THE EXERCISE
Transcribe the material below exactly as it stands, from the line containing "Locate the skier" down to the end of the material.

RECORDED INFORMATION
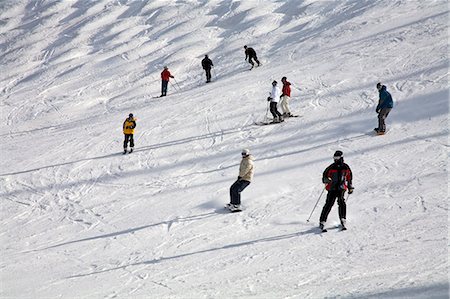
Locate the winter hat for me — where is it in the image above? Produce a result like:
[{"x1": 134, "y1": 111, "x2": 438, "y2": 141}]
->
[
  {"x1": 333, "y1": 151, "x2": 344, "y2": 158},
  {"x1": 333, "y1": 151, "x2": 344, "y2": 163}
]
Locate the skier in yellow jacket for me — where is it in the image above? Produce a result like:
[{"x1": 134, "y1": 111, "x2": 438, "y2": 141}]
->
[
  {"x1": 226, "y1": 149, "x2": 255, "y2": 212},
  {"x1": 123, "y1": 113, "x2": 136, "y2": 154}
]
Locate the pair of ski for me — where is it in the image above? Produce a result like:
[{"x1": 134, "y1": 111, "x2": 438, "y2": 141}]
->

RESULT BELOW
Locate the skier in yellow jacket for me — where is it in the image above? Produce a result like:
[{"x1": 134, "y1": 111, "x2": 438, "y2": 141}]
->
[
  {"x1": 226, "y1": 149, "x2": 255, "y2": 212},
  {"x1": 123, "y1": 113, "x2": 136, "y2": 154}
]
Locate the pair of ski for me — where is it in the image above? Produce a result like:
[{"x1": 134, "y1": 111, "x2": 438, "y2": 141}]
->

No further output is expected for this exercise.